- [Data section]
——————

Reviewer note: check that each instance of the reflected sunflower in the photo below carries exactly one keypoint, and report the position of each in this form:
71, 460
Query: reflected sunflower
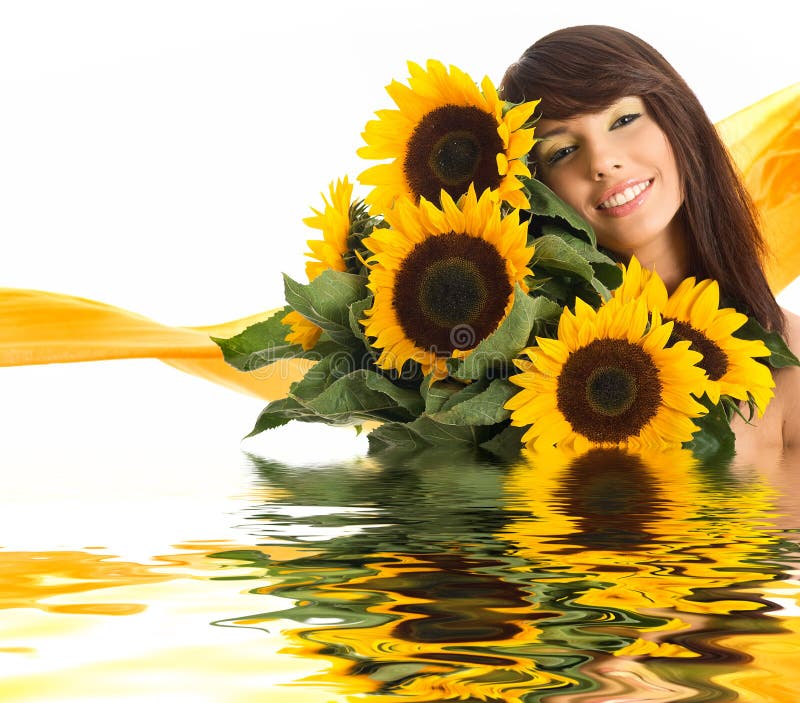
447, 134
608, 379
443, 279
326, 253
729, 361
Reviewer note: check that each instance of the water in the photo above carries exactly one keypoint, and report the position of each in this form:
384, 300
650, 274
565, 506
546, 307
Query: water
429, 577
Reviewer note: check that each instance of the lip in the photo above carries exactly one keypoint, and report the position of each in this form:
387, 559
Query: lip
622, 210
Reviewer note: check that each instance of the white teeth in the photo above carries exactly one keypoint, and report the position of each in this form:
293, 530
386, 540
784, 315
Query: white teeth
625, 196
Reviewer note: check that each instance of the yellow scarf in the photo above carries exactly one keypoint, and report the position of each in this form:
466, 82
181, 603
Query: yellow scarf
41, 328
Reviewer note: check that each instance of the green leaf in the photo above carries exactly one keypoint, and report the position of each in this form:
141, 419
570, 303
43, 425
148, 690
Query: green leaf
326, 300
610, 275
544, 202
260, 344
278, 413
356, 314
506, 443
424, 432
554, 254
436, 393
484, 407
780, 355
585, 249
493, 355
364, 394
321, 375
715, 438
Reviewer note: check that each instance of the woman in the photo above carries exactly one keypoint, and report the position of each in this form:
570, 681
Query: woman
626, 143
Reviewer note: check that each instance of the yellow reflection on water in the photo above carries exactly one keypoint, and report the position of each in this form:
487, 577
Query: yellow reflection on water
582, 578
59, 643
610, 565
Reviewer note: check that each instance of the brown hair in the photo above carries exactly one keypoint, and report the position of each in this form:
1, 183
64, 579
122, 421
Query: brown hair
581, 70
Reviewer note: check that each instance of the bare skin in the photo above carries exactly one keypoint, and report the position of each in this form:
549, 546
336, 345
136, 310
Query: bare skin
587, 160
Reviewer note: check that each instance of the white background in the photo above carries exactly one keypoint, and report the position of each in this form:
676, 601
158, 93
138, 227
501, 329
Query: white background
160, 156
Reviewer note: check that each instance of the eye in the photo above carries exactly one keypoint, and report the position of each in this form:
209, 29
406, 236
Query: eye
560, 154
626, 119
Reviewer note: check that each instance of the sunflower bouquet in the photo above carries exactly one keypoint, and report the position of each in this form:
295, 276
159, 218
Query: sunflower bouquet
461, 303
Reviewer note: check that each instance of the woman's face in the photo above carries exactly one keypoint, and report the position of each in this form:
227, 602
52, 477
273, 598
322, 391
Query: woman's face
617, 169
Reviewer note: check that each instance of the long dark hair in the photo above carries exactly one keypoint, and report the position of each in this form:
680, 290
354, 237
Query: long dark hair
581, 70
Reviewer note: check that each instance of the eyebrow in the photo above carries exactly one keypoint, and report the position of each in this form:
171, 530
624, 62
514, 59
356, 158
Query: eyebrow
551, 133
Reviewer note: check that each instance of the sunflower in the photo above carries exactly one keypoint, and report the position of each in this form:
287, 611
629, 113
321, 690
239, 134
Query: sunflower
326, 253
608, 380
447, 134
694, 309
443, 279
334, 221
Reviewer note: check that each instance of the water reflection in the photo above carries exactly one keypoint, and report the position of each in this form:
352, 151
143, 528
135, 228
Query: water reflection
445, 576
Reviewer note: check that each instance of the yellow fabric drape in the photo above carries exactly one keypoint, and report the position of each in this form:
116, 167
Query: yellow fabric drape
43, 328
38, 327
764, 140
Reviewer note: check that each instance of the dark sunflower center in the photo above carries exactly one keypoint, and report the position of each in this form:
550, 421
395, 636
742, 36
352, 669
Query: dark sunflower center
614, 497
609, 390
451, 147
451, 291
454, 157
714, 362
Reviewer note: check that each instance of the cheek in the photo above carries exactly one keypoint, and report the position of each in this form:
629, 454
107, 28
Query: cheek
566, 188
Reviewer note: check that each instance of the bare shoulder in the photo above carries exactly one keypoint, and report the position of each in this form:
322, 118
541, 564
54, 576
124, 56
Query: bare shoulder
779, 428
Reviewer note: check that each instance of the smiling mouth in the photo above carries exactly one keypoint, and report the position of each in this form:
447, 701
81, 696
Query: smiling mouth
625, 196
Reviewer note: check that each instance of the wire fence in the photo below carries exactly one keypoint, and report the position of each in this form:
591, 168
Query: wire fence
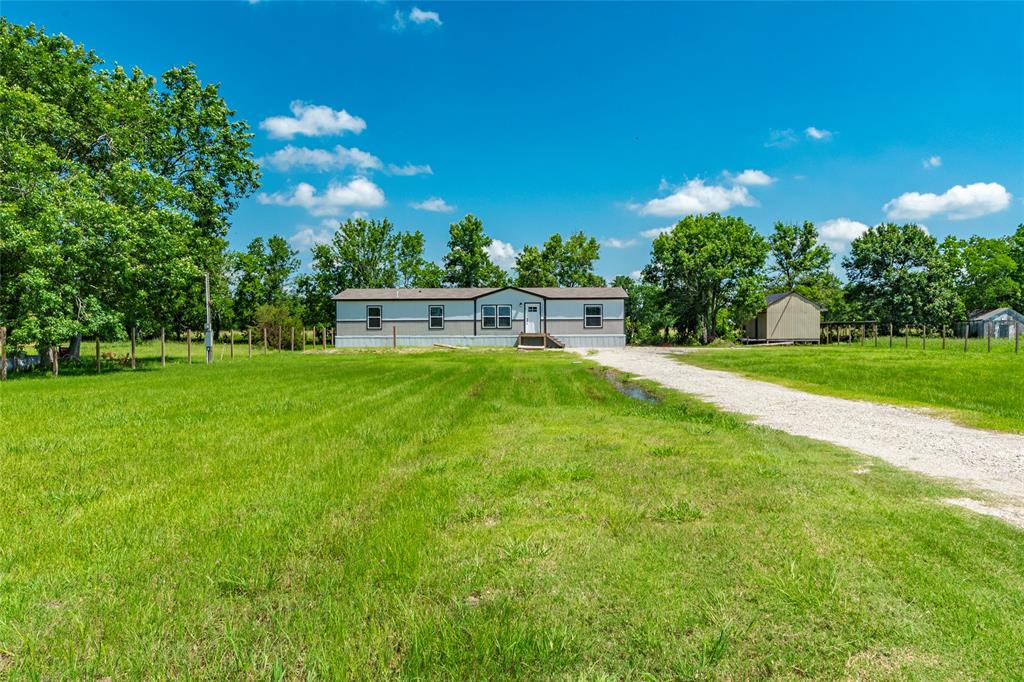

——————

- [Directions for this task]
Print the entire listing above verbatim. No picture should be included.

- [Answer area]
Reviewer note: check that each instance of the reflected sunflower in the photo below carries exactly one keypoint, and report the position of each in this form:
71, 460
Query: reflected sunflower
447, 134
608, 379
443, 279
326, 253
729, 361
Reviewer note: check that each instance of the water in the photo above carries exactly one keypoint, and report the position of each in this form:
384, 300
650, 274
565, 506
546, 307
Query: water
429, 577
Reviewer note: check that each instance of the lip in the photo above carries exactly one keypoint, and report the position of each in this form:
387, 559
Query: lip
622, 210
Reviewer note: check that each instance of the white teeth in the photo above carries exactly one keypoint, and report the position of each in this form:
293, 530
386, 540
784, 315
Query: white teeth
625, 196
Reviewer note: check that each instance of the yellow scarf in the photo above carries exactly one keypoint, and report the position of each in this form:
466, 82
181, 603
Query: yellow scarf
41, 328
Reviewer note: check that each instance of the green leaf in the photo above carries exactly one keypoint, and report the position of each in this form:
141, 419
570, 303
43, 425
148, 690
Query: green leaf
326, 300
610, 275
544, 202
260, 344
278, 413
356, 314
506, 443
424, 432
554, 254
436, 393
484, 407
780, 355
585, 249
493, 355
364, 394
321, 375
715, 438
Reviewer note: check that each instance of the woman in the photo above carries exactly one keypoint, and report the position of each in this form:
570, 681
Query: woman
626, 143
Reviewer note: check that each instance of the yellow reflection on water in the photo above carries exactly one keypoint, and report the position of each in this form:
487, 577
Query: yellow reflection on water
582, 578
59, 643
610, 565
Reviewer note: check that each instance of the brown hair in the photo above carries exactly one keypoint, and report the position of each in this form:
1, 183
64, 579
122, 421
Query: brown hair
581, 70
Reviewer note: check that each instance of the bare skin in the photo above carries exactly one keypoint, and report the position of each in this form:
549, 546
336, 345
136, 310
Query: bare skin
587, 160
Reviewer note: check that each instance of the white background in the photo above carries exactly one keypoint, and report the position of each in this form:
676, 601
158, 93
138, 227
501, 329
Query: white background
160, 156
Reviewer note: check that each instance of the eye in the photo above carries exactly one keypoint, and report the position of each in this form:
209, 29
406, 236
Query: eye
560, 154
626, 119
Reviewer note: check that each instance of the sunflower bouquet in the photo above carries exactly one keypoint, and report the position of each in this form:
295, 276
159, 218
Query: sunflower bouquet
461, 303
Reviewer note: check that each instance of the woman's face in the photo above carries exactly one keypoint, and report the position of each in this form:
227, 602
52, 477
273, 598
322, 391
Query: woman's face
617, 169
Reviewer note: check that each instance of the long dark hair in the photo above carries exactly one keypoint, and report the position of each in this form:
680, 290
354, 237
Query: long dark hair
581, 70
Reviewer note: check that each instance of the eyebrow in the photo above carries exactly one keypoint, and report the position of each in this form:
171, 530
624, 62
514, 59
356, 158
Query: eyebrow
551, 133
Reviewer note: check that each instance of the sunflower in the photo above carries exactly one keypoint, and report the position of each in this form:
287, 611
629, 113
321, 690
239, 134
Query: sunflower
326, 253
608, 380
447, 134
694, 309
443, 279
334, 221
Reviewer note: check that each instance of the water reflection in the photo above carries exactly one keypoint, and report the position of each in this form:
352, 151
143, 528
135, 228
Query: water reflection
445, 576
Reviewer note: check that each instance of the yellow fabric drape in the photo above carries exactly one keypoint, and report the position of each in this form:
116, 167
Query: yellow fabric drape
43, 328
38, 327
764, 140
Reviewer note: check that each instance of the dark sunflower center in the photo above carries exactly one keypoint, and report the position of each in this form:
550, 421
395, 636
742, 36
352, 669
Query: dark sunflower center
614, 497
609, 390
451, 147
451, 291
454, 157
714, 362
Reviewer note: check that each instance of the cheek in the photo above carries exactly one keypoint, and report the position of each in this form:
629, 454
107, 28
Query: cheek
566, 188
Reviewer note: check that each instance of the bare shoulder in the photo above carries exactly one keypoint, and report the position of each in this form:
322, 118
541, 564
54, 576
124, 56
Query: bare shoulder
779, 428
Reviewer note: check that each instance of the smiling mouth in the photo above carries exactly one keypoint, and report the position of each in this form:
447, 701
81, 696
Query: smiling mouth
625, 196
Reviewer note: check that each instance of the wire fence in the photo below carries exactly one keypoint, and report the position of each in this form:
591, 168
Query: wire fence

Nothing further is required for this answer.